### Exercise set
1. Which places are named in the news article about the WHO pandemic hub? List each one once.
2. In the news article about the WHO pandemic hub, change "data sharing" to "information sharing" and write out the passage from "- Nobody can" to "the common good.".
3. Could you carry the news article about the WHO's new Berlin hub forward from its final sentence?

By Peter Kenny
GENEVA (AA) - A hub to provide global data, analytics, and decision for all health emergencies can be a contact point between Europe and other continents, especially Africa, German Chancellor Angela Merkel said Wednesday.
Merkel and World Health Organization Director-General Tedros Ghebreyesus inaugurated a new WHO Hub for Pandemic and Epidemic Intelligence based in Berlin.
“We have to realize that the World Health Organization can only be as good as the member states allow it to be by handing or transferring responsibility,” said the German chancellor.
“That is, of course, nothing that the director-general can heal or change. But we need who we need the WHO and its global structures, not only when it comes to pandemics.”
Merkel said Germans “take some pride” in that the first PCR test for COVID-19 was developed at the institute housing the hub.
Tedros praised Merkel for her role in establishing the hub and said: “The world needs to be able to detect new events with pandemic potential and to monitor disease control measures on a real-time basis to create effective pandemic and epidemic risk management.
“This hub will be key to that effort, leveraging innovations in data science for public health surveillance and response, and creating systems whereby we can share and expand expertise in this area globally.”
- Nobody can do it alone
The WHO chief said: “No single institution or nation can do this alone.”
Germany has contributed an initial investment of $100 million and officials said data sharing is needed, urging China to "be fully cooperative."
It will harness broad and diverse partnerships across many professional disciplines and the latest technology to link the data, tools, and communities of practice to share data and intelligence for the common good.
The hub is part of the WHO’s Health Emergencies Program, having the collaboration of countries and partners worldwide, driving innovations to increase the availability of critical data, developing state-of-the-art analytic tools and predictive models.

### Extracted material
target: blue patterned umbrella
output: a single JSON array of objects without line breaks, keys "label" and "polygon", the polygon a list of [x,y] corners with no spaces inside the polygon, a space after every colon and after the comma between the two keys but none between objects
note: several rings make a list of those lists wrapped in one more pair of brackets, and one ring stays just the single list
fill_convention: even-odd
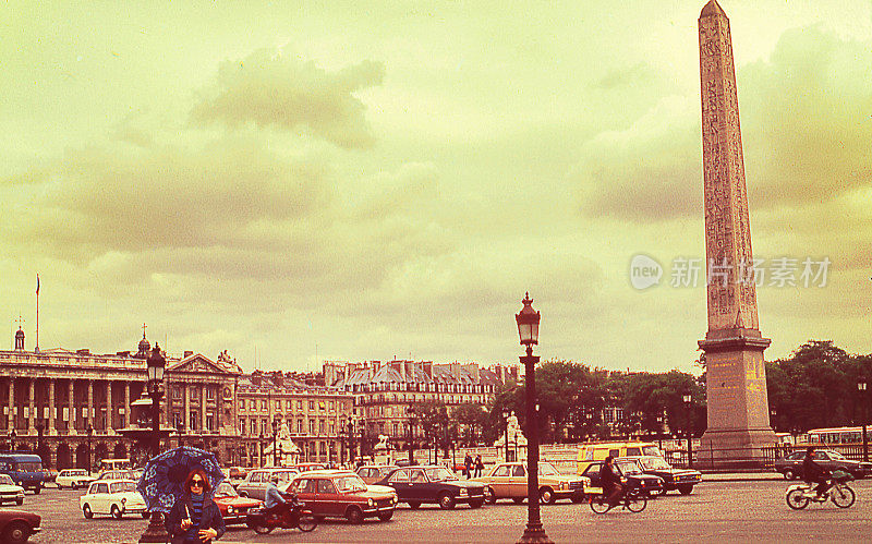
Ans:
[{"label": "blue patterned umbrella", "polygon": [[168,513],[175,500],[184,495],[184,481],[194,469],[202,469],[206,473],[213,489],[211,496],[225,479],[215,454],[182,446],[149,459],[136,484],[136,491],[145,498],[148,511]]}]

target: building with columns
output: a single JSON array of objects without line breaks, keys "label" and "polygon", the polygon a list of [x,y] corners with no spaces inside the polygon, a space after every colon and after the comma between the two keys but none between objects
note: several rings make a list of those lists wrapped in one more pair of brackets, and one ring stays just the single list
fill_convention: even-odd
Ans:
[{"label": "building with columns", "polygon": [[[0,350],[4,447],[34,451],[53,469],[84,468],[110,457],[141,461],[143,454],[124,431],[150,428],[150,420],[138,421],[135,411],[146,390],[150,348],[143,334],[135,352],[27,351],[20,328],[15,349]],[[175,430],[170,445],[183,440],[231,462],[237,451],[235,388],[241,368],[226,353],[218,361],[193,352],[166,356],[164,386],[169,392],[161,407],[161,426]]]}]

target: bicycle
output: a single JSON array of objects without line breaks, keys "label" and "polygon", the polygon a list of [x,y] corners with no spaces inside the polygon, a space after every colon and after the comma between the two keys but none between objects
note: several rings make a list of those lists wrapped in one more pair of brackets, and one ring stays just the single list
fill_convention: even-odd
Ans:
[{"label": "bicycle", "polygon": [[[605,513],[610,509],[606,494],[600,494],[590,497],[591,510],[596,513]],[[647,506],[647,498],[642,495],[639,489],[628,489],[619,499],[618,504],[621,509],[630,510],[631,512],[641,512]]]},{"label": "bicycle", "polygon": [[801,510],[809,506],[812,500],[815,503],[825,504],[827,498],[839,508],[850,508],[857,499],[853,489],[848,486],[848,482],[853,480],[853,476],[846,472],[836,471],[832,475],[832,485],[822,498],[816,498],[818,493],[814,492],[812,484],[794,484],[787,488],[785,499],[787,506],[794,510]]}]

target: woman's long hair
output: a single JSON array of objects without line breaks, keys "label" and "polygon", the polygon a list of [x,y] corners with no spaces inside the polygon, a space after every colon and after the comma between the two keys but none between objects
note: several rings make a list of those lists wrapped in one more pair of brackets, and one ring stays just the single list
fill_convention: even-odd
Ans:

### Results
1. Geneva, Europe, Africa, Berlin, Germany, China

2.
- Nobody can do it alone
The WHO chief said: “No single institution or nation can do this alone.”
Germany has contributed an initial investment of $100 million and officials said information sharing is needed, urging China to "be fully cooperative."
It will harness broad and diverse partnerships across many professional disciplines and the latest technology to link the data, tools, and communities of practice to share data and intelligence for the common good.

3.
These will be used for risk analytics and link communities of practice around the world.
The hub will support the work of public health experts and policymakers in all countries with the tools needed to forecast, detect, and assess epidemic and pandemic risks so they can make rapid decisions to prevent and respond to future public health emergencies.
“Despite decades of investment, COVID-19 has revealed the great gaps that exist in the world’s ability to forecast, detect, assess and respond to outbreaks that threaten people worldwide,” said Dr. Michael Ryan, the head of the WHO’s Health Emergency Program.
“The WHO Hub for Pandemic and Epidemic Intelligence is designed to develop data access, analytic tools and communities of practice to fill these very gaps, promote collaboration and sharing, and protect the world from such crises in the future.”
Dr. Chikwe Ihekweazu, currently the director-general of the Nigeria Center for Disease Control, will lead the WHO hub.
The WHO hub is operating from a center provided by the Charite-Universitatsmedizin Berlin.
It will soon move to a permanent campus at the heart of Berlin in Kreuzberg that will provide a collaborative work environment for the hub’s staff from a wide range of disciplines.